[Records to process — start]
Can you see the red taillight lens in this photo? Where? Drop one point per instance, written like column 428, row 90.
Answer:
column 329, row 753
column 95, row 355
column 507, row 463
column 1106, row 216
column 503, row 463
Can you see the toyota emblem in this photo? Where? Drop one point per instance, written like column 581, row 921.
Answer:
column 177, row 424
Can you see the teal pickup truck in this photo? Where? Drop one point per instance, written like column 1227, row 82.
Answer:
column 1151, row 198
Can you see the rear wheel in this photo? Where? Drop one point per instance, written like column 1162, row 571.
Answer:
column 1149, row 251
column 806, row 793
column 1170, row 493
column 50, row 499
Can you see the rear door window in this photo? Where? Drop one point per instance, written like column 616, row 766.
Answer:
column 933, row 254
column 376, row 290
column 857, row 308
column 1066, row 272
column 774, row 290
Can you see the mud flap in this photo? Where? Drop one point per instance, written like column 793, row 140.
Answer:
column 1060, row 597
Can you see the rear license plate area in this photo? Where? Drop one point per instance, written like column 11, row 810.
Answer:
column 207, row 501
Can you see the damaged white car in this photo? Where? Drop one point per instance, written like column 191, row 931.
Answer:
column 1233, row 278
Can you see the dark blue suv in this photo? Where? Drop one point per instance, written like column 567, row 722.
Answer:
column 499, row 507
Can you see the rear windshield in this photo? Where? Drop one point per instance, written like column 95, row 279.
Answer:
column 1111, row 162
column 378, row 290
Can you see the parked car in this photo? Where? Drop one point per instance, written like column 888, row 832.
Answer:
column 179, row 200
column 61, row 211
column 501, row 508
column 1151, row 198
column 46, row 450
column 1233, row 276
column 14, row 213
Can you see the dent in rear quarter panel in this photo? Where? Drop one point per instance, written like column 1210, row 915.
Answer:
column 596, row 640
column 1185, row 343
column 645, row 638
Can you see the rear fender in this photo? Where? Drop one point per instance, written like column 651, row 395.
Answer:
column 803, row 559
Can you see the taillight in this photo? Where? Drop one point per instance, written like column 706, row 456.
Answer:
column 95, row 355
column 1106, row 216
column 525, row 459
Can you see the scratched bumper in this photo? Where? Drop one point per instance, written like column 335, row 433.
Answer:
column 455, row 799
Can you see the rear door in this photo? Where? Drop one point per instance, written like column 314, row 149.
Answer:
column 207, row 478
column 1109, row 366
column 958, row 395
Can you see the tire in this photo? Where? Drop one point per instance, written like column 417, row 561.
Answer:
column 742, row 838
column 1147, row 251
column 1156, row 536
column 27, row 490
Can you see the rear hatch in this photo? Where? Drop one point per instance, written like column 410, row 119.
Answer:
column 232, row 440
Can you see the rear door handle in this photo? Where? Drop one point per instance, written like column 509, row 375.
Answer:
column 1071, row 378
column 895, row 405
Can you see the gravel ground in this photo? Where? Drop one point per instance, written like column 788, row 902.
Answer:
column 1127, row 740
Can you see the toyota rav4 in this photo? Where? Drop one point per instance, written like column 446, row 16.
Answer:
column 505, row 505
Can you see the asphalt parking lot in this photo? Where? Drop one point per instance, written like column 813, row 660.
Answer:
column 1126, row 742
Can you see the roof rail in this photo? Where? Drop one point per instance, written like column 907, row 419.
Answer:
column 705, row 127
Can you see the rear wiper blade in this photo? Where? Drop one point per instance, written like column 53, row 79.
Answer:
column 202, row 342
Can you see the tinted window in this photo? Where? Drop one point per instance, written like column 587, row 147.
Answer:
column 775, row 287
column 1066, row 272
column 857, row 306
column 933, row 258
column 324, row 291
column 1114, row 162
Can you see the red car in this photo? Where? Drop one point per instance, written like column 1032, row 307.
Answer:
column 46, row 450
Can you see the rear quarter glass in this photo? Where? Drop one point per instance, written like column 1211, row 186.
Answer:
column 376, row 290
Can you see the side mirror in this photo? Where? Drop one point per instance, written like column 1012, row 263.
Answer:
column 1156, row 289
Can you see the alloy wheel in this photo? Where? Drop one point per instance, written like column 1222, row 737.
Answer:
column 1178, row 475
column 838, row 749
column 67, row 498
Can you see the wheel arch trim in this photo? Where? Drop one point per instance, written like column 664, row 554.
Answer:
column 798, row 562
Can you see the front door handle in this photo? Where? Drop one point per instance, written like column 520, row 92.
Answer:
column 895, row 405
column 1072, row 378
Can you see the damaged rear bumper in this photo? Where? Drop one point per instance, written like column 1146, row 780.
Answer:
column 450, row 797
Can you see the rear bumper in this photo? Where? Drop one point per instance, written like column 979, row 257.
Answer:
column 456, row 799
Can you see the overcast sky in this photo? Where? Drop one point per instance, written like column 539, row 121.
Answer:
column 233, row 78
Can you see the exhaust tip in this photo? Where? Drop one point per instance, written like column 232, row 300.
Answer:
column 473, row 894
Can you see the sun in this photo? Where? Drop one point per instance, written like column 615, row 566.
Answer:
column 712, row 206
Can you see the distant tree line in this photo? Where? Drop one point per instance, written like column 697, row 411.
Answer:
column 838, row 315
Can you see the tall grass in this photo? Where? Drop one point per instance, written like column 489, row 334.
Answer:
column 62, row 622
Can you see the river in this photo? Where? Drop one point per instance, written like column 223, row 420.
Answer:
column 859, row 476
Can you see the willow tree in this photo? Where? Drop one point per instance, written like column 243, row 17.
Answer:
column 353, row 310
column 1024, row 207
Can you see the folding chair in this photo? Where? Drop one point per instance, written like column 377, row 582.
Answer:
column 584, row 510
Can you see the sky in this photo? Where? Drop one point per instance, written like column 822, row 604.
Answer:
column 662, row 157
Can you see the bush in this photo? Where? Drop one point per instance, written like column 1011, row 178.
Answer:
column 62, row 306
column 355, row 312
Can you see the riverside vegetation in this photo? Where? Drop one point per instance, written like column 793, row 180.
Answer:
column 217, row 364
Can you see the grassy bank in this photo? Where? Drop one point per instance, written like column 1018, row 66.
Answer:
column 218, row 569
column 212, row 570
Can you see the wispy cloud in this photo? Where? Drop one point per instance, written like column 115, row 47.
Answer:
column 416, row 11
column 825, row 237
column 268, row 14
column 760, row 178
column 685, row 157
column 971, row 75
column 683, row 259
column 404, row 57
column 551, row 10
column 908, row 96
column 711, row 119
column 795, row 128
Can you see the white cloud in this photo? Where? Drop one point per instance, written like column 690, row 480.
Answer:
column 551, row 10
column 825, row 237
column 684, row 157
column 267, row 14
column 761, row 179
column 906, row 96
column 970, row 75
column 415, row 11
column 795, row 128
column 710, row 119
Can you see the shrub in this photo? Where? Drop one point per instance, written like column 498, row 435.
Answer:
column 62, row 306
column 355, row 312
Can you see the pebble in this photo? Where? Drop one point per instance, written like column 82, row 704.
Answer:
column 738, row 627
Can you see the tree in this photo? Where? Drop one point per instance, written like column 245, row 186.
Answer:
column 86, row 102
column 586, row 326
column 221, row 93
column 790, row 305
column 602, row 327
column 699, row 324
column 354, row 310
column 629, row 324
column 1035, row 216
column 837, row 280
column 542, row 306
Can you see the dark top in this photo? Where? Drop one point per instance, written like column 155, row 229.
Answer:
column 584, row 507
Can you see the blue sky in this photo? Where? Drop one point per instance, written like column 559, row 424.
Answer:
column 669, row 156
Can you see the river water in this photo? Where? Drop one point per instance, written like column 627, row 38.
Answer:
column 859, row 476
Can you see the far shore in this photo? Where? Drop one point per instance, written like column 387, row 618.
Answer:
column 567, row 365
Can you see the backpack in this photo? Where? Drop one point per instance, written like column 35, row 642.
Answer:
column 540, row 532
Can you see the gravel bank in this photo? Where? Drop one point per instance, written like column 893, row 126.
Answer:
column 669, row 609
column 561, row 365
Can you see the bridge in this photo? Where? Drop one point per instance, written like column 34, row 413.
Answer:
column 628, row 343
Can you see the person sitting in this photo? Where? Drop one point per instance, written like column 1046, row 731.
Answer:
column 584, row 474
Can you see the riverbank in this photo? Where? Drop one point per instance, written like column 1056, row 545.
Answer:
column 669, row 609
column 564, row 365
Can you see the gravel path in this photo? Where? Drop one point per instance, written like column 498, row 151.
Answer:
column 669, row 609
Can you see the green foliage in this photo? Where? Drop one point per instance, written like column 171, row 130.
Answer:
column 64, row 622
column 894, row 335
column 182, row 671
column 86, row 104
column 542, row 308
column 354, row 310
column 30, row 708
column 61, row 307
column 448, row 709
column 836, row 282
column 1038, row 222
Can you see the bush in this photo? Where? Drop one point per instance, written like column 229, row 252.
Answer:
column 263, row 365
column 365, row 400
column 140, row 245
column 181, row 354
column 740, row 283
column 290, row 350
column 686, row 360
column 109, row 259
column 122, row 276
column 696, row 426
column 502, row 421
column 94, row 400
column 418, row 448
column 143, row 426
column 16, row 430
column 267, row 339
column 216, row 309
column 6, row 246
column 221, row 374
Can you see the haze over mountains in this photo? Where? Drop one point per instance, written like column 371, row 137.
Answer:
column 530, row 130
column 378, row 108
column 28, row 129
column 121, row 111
[Records to process — finish]
After checking the entries, state how many lines contain "dark", and write nothing but the number.

Response area — 2